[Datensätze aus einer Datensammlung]
--------------------------------------------------
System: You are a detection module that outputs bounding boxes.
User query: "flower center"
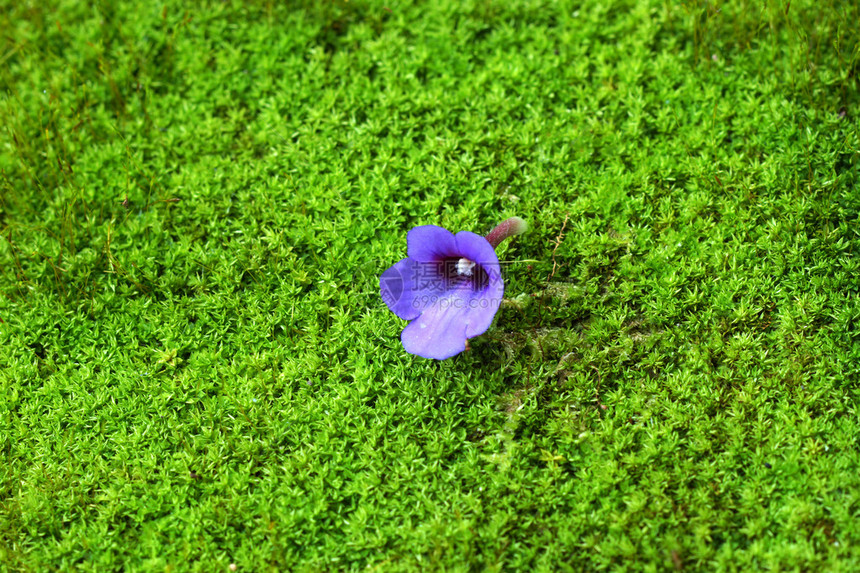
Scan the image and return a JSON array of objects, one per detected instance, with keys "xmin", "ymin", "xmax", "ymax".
[{"xmin": 457, "ymin": 257, "xmax": 475, "ymax": 277}]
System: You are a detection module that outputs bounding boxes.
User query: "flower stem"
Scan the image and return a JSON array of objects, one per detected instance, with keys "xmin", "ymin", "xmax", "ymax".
[{"xmin": 486, "ymin": 217, "xmax": 529, "ymax": 249}]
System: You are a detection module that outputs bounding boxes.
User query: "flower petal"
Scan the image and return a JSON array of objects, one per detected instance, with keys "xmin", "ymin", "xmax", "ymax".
[
  {"xmin": 455, "ymin": 231, "xmax": 505, "ymax": 338},
  {"xmin": 379, "ymin": 257, "xmax": 422, "ymax": 320},
  {"xmin": 406, "ymin": 225, "xmax": 460, "ymax": 263},
  {"xmin": 400, "ymin": 298, "xmax": 467, "ymax": 360}
]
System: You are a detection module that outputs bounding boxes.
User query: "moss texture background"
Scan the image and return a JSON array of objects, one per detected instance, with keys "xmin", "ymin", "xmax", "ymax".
[{"xmin": 0, "ymin": 0, "xmax": 860, "ymax": 571}]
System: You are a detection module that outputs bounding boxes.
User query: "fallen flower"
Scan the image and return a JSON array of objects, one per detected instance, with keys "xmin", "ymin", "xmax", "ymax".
[{"xmin": 379, "ymin": 217, "xmax": 526, "ymax": 360}]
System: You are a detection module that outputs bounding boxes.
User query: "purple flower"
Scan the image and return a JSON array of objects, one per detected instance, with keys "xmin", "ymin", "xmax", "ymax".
[{"xmin": 379, "ymin": 219, "xmax": 525, "ymax": 360}]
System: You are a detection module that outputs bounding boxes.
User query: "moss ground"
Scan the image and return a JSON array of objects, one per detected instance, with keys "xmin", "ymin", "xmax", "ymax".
[{"xmin": 0, "ymin": 0, "xmax": 860, "ymax": 571}]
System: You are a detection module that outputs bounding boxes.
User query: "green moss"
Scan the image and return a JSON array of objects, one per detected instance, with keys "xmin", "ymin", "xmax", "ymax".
[{"xmin": 0, "ymin": 0, "xmax": 860, "ymax": 571}]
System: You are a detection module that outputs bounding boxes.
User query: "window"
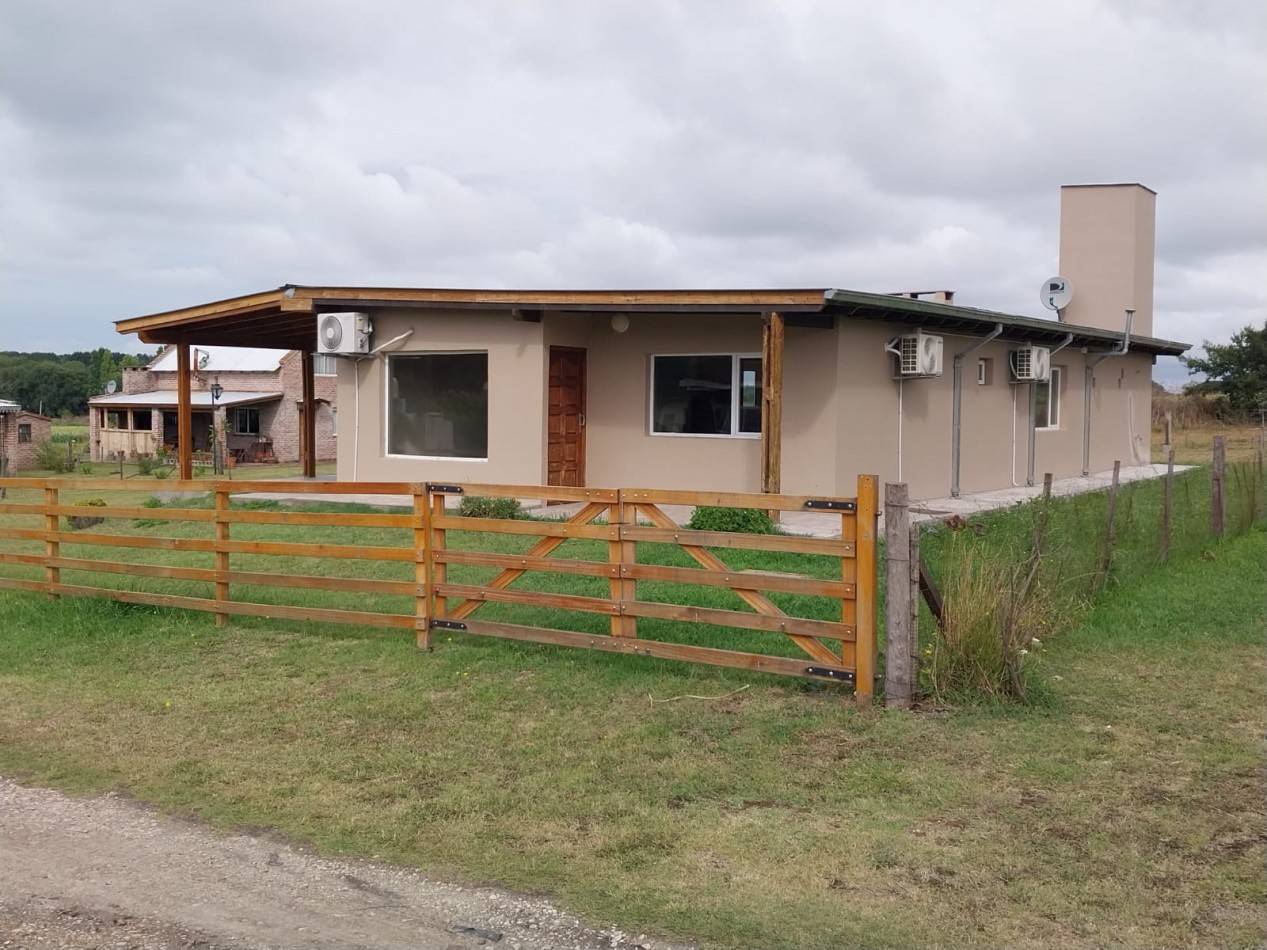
--------------------------------------------------
■ **Aufgabenbeschreibung**: Ermittle alle Zeilen des Materials oben, in denen die Zeichenfolge „flower“ vorkommt, und gib sie unverändert wieder. Achte dabei auf Groß- und Kleinschreibung.

■ **Lösung der Aufgabe**:
User query: "flower center"
User query: "flower stem"
User query: "flower petal"
User query: "fallen flower"
User query: "purple flower"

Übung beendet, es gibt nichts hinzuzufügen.